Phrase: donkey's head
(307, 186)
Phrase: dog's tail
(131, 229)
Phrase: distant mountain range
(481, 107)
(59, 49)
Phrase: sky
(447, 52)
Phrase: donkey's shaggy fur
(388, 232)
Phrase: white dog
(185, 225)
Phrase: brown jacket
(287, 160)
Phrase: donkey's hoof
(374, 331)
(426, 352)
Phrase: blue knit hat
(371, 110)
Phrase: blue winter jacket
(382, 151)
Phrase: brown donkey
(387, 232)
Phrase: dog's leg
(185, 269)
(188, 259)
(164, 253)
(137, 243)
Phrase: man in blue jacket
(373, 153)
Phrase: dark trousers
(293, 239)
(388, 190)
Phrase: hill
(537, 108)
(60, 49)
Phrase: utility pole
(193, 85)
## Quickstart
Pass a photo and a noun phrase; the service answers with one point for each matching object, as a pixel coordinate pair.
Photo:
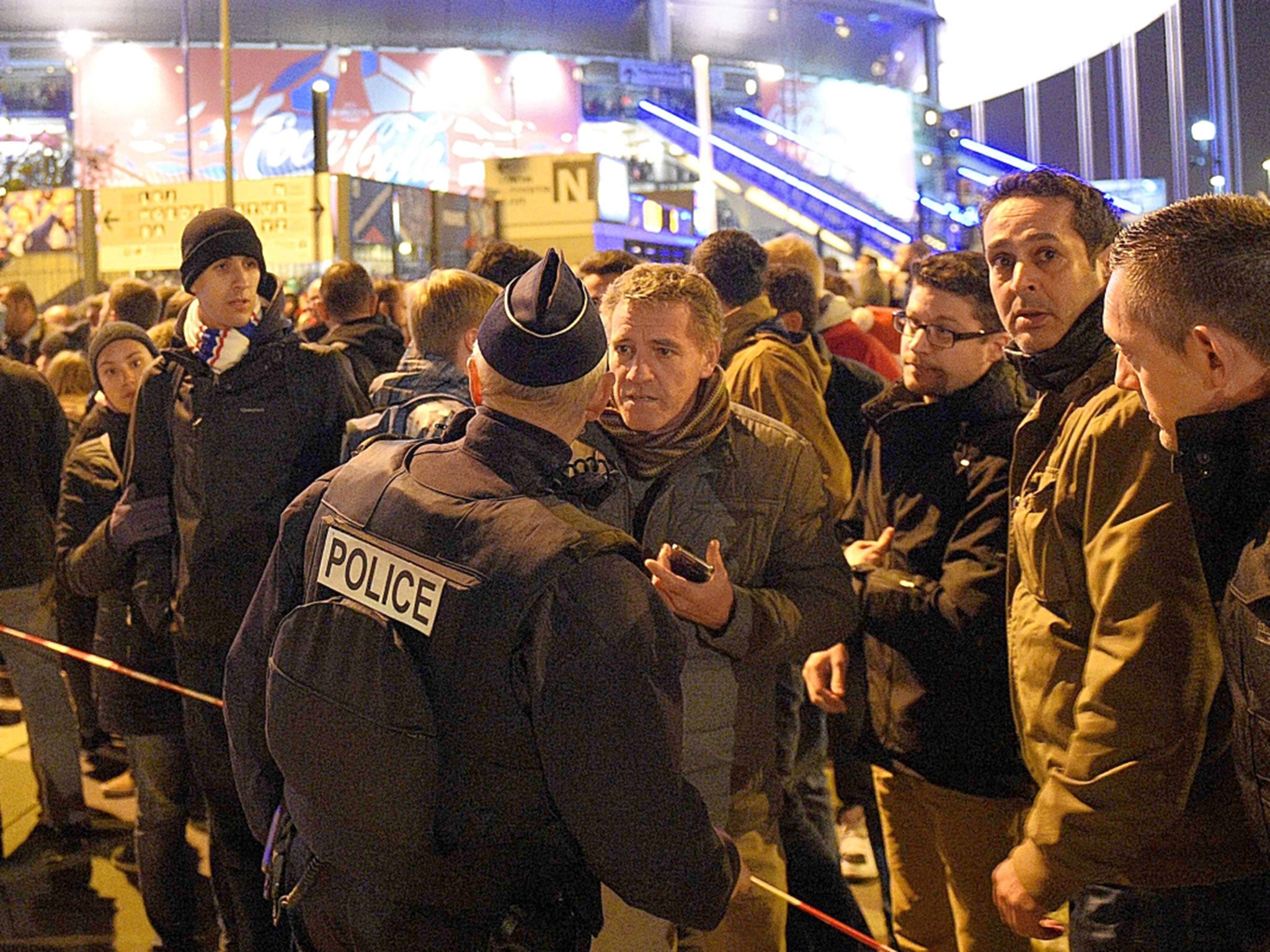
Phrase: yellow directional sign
(139, 229)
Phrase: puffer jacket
(89, 568)
(934, 612)
(230, 451)
(784, 376)
(373, 346)
(1114, 658)
(756, 489)
(1225, 462)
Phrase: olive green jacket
(1114, 658)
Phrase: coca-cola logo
(404, 148)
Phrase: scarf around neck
(1071, 357)
(651, 455)
(220, 350)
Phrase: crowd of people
(572, 609)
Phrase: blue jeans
(814, 873)
(1228, 917)
(169, 878)
(51, 725)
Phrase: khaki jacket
(771, 374)
(1114, 658)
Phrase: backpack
(424, 416)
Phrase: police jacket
(1225, 462)
(935, 611)
(89, 568)
(230, 451)
(551, 667)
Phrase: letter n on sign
(573, 180)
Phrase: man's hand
(706, 603)
(865, 552)
(1019, 910)
(134, 521)
(826, 677)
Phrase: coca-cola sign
(427, 120)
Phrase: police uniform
(550, 672)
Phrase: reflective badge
(381, 580)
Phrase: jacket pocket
(1038, 541)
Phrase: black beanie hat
(216, 234)
(112, 332)
(544, 329)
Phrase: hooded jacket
(230, 451)
(1225, 462)
(373, 346)
(33, 437)
(934, 612)
(91, 568)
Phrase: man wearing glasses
(930, 518)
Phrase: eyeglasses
(940, 338)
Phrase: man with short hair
(1186, 310)
(778, 372)
(502, 262)
(602, 268)
(929, 526)
(745, 493)
(134, 301)
(420, 398)
(229, 426)
(1116, 663)
(550, 666)
(23, 329)
(371, 342)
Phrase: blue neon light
(963, 216)
(1014, 162)
(804, 187)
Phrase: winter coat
(934, 612)
(230, 451)
(784, 376)
(756, 489)
(91, 568)
(1114, 656)
(1225, 464)
(373, 346)
(33, 436)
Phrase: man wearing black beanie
(230, 425)
(545, 754)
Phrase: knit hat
(544, 329)
(216, 234)
(112, 332)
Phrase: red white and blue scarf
(220, 350)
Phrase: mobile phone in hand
(690, 566)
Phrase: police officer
(543, 716)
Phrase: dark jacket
(757, 489)
(1225, 464)
(934, 614)
(546, 668)
(89, 568)
(230, 451)
(373, 346)
(33, 436)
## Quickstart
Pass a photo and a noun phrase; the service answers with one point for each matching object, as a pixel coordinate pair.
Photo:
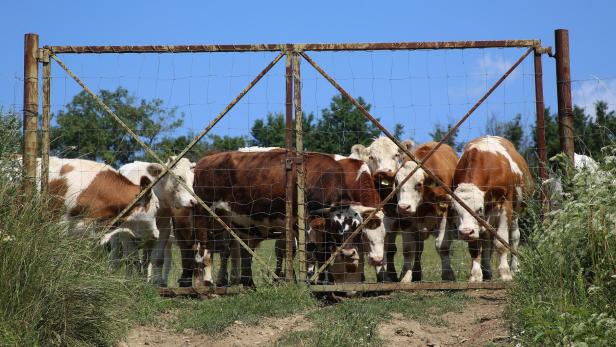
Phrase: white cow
(384, 159)
(91, 191)
(171, 195)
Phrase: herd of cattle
(246, 189)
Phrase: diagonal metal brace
(365, 112)
(167, 169)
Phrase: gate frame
(294, 160)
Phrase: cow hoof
(506, 278)
(475, 279)
(448, 277)
(185, 282)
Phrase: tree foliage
(342, 125)
(85, 130)
(439, 133)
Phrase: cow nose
(465, 233)
(376, 260)
(404, 208)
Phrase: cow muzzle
(406, 209)
(385, 178)
(467, 234)
(376, 260)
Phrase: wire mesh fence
(235, 161)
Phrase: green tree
(439, 133)
(341, 126)
(398, 131)
(511, 130)
(83, 129)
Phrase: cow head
(468, 227)
(339, 222)
(411, 193)
(359, 152)
(385, 158)
(169, 190)
(142, 218)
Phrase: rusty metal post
(540, 128)
(30, 111)
(289, 163)
(45, 136)
(301, 174)
(563, 92)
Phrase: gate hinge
(43, 55)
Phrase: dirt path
(238, 334)
(480, 323)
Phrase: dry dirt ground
(481, 323)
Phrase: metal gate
(293, 55)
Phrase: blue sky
(418, 89)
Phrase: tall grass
(565, 292)
(56, 289)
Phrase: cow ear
(408, 144)
(317, 223)
(144, 182)
(154, 169)
(496, 195)
(358, 150)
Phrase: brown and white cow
(425, 204)
(361, 189)
(384, 158)
(172, 196)
(248, 190)
(94, 192)
(493, 179)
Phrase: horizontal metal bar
(378, 287)
(201, 291)
(375, 46)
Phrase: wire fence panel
(374, 181)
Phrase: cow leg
(168, 259)
(515, 241)
(408, 252)
(442, 243)
(474, 249)
(158, 252)
(223, 274)
(146, 259)
(503, 232)
(486, 259)
(390, 274)
(280, 248)
(246, 261)
(130, 253)
(236, 262)
(115, 254)
(418, 251)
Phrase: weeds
(565, 293)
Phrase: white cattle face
(468, 227)
(374, 236)
(170, 191)
(384, 159)
(141, 220)
(359, 152)
(410, 195)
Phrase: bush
(565, 293)
(56, 289)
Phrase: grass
(431, 263)
(214, 315)
(565, 292)
(355, 322)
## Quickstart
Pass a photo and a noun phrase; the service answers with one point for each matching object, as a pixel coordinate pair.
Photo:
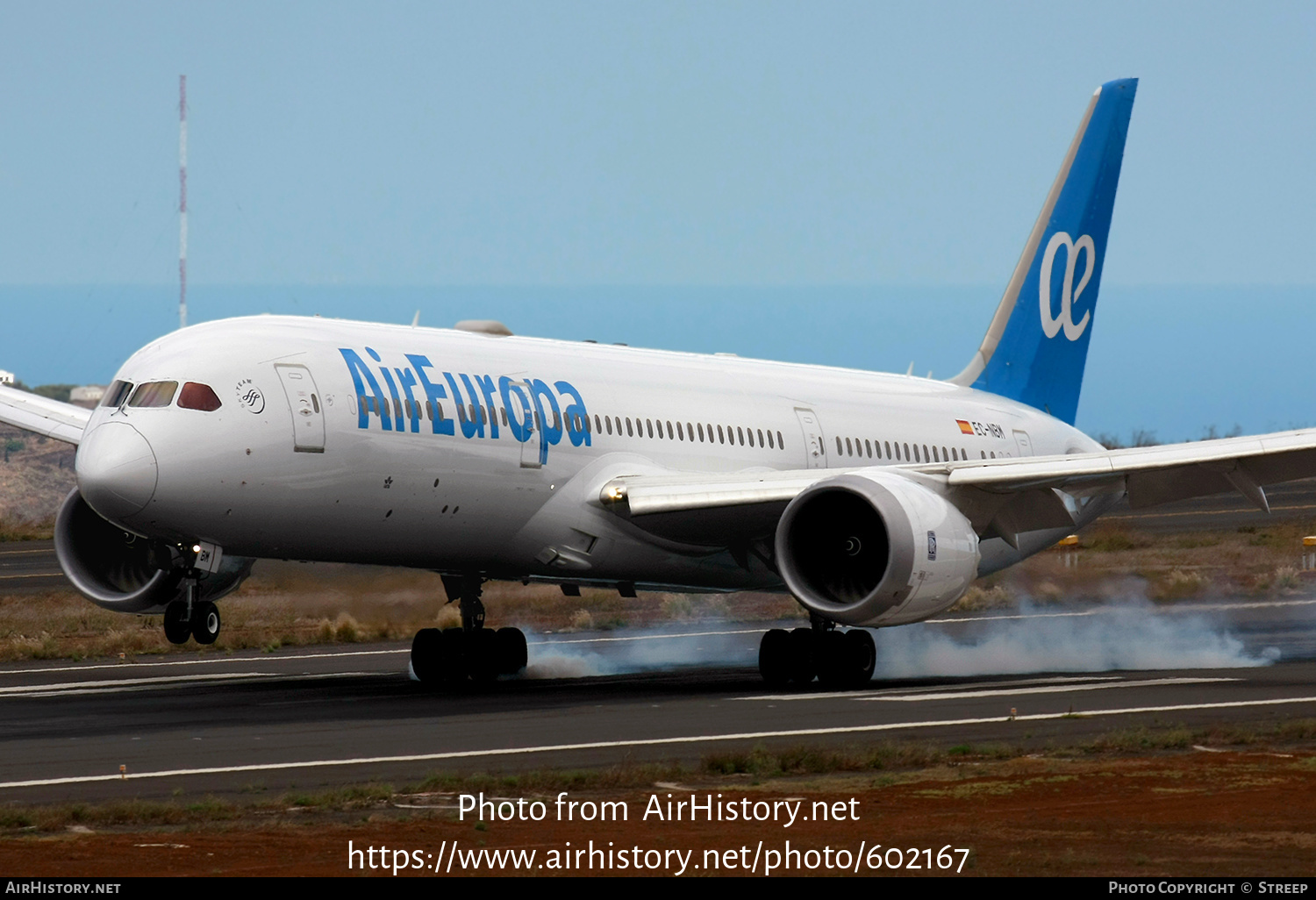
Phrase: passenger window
(153, 394)
(200, 396)
(116, 394)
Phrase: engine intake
(876, 549)
(125, 573)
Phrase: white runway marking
(649, 742)
(874, 692)
(1100, 611)
(649, 637)
(1053, 689)
(126, 684)
(254, 661)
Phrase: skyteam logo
(1069, 294)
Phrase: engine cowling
(876, 549)
(125, 573)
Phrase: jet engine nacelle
(125, 573)
(876, 547)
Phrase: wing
(42, 415)
(1002, 497)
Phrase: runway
(320, 718)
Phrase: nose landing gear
(471, 652)
(184, 618)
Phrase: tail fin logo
(1069, 296)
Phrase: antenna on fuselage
(182, 200)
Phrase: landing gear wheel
(452, 654)
(861, 657)
(803, 657)
(205, 621)
(426, 655)
(774, 657)
(511, 652)
(176, 628)
(482, 654)
(833, 660)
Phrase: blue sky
(682, 145)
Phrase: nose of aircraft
(116, 470)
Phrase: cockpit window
(197, 396)
(153, 394)
(116, 394)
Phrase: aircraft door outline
(815, 447)
(308, 420)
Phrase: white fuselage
(275, 474)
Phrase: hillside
(33, 482)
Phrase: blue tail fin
(1036, 346)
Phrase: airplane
(874, 499)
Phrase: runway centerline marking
(1053, 689)
(637, 742)
(253, 661)
(118, 686)
(968, 686)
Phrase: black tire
(482, 654)
(426, 655)
(512, 652)
(205, 621)
(833, 661)
(861, 657)
(803, 655)
(176, 628)
(774, 658)
(452, 654)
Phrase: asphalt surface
(311, 718)
(28, 566)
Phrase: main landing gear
(184, 618)
(839, 660)
(470, 652)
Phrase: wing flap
(62, 421)
(1000, 496)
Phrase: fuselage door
(1026, 446)
(308, 421)
(815, 449)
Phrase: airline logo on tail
(1069, 296)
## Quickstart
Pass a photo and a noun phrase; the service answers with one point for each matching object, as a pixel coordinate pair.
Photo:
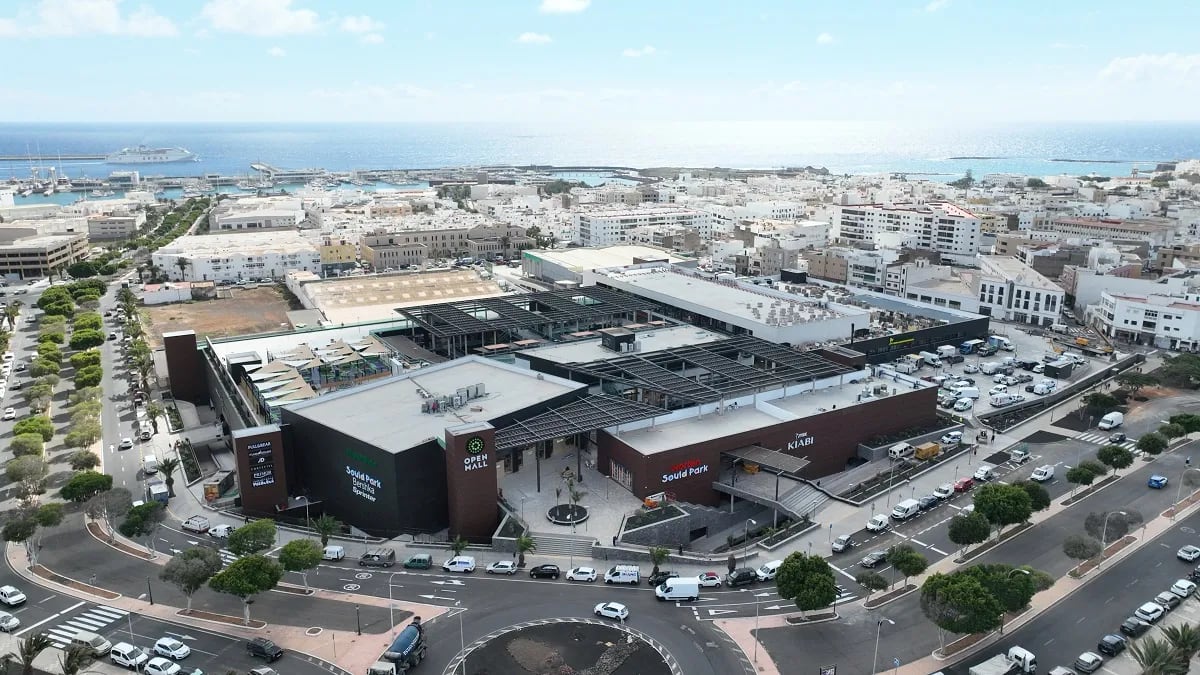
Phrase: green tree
(37, 424)
(1152, 443)
(970, 529)
(1080, 547)
(1039, 499)
(27, 444)
(960, 604)
(807, 580)
(191, 569)
(905, 560)
(1135, 381)
(83, 460)
(85, 484)
(658, 556)
(300, 555)
(253, 538)
(526, 544)
(1115, 457)
(1003, 505)
(871, 580)
(325, 527)
(247, 577)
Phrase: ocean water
(855, 148)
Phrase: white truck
(1018, 659)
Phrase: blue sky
(481, 60)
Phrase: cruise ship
(143, 155)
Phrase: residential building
(1169, 322)
(235, 257)
(937, 226)
(1013, 291)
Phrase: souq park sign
(685, 470)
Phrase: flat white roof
(652, 340)
(388, 414)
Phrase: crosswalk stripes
(93, 620)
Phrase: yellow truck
(928, 451)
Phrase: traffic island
(565, 645)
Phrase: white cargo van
(900, 451)
(623, 574)
(906, 509)
(678, 589)
(1111, 420)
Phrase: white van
(906, 509)
(768, 569)
(678, 589)
(900, 451)
(1111, 420)
(623, 574)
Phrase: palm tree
(28, 651)
(1185, 639)
(526, 544)
(658, 556)
(1157, 657)
(168, 466)
(325, 527)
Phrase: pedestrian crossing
(94, 620)
(1103, 440)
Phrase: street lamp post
(1104, 533)
(879, 629)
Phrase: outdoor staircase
(563, 544)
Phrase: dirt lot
(249, 310)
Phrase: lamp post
(747, 537)
(879, 629)
(1104, 533)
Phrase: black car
(663, 575)
(1134, 627)
(741, 577)
(262, 647)
(1111, 645)
(545, 571)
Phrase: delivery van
(906, 509)
(678, 589)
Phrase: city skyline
(582, 60)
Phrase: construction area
(237, 311)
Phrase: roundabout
(564, 646)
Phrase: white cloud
(361, 24)
(533, 39)
(564, 6)
(65, 18)
(259, 17)
(1153, 66)
(635, 53)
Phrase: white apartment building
(1169, 322)
(233, 257)
(937, 226)
(607, 227)
(1013, 291)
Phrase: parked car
(545, 572)
(581, 574)
(503, 567)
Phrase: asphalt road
(1075, 625)
(915, 637)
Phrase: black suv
(262, 647)
(541, 571)
(741, 577)
(663, 575)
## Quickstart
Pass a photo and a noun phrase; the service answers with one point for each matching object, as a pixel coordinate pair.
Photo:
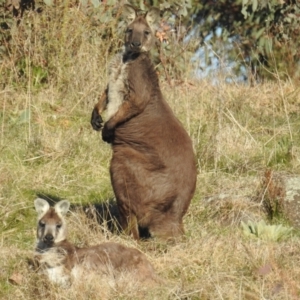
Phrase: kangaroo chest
(117, 85)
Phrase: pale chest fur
(117, 85)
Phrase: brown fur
(152, 170)
(63, 262)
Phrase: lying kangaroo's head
(51, 227)
(140, 32)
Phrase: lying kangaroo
(63, 262)
(153, 171)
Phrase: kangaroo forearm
(126, 111)
(102, 103)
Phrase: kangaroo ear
(153, 18)
(62, 207)
(41, 206)
(129, 13)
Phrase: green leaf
(254, 5)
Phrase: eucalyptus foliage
(257, 38)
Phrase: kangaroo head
(140, 32)
(51, 227)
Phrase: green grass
(56, 153)
(47, 147)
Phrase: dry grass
(238, 132)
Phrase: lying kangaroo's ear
(129, 13)
(153, 18)
(62, 207)
(41, 206)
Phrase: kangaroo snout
(48, 239)
(135, 45)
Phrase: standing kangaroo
(153, 171)
(64, 262)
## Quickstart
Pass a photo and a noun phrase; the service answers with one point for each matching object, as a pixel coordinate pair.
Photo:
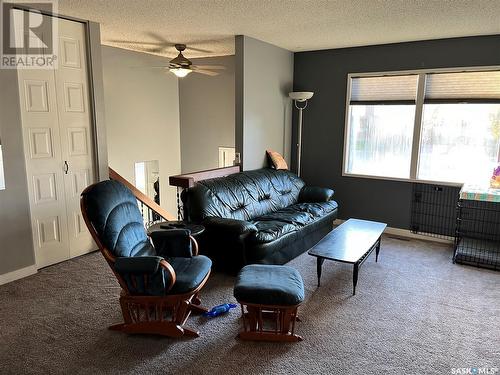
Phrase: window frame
(417, 126)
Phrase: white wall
(206, 115)
(16, 245)
(142, 116)
(264, 77)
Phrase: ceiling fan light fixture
(181, 72)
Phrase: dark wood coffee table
(351, 242)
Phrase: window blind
(463, 86)
(400, 88)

Activity
Restate word for word only the lines that run from the line holding "Phrase: lying kangaroo's ear" to the end of the data, both ends kept, leaving every picture out.

Response below
Phrase: lying kangaroo's ear
(129, 13)
(153, 18)
(62, 207)
(41, 206)
Phrase: kangaroo snout
(48, 239)
(135, 45)
Phrase: standing kangaroo
(153, 171)
(64, 262)
## Quickstart
Pass a photo and a noun phrase; the service answers with one point for each matching object, as a pixel coordinate pair.
Photo:
Phrase: window frame
(417, 126)
Phrase: white wall
(206, 115)
(16, 245)
(142, 116)
(264, 77)
Phrase: ceiling fan light fixture
(181, 72)
Phrase: dark wood coffee table
(351, 242)
Phrase: window blind
(463, 86)
(400, 88)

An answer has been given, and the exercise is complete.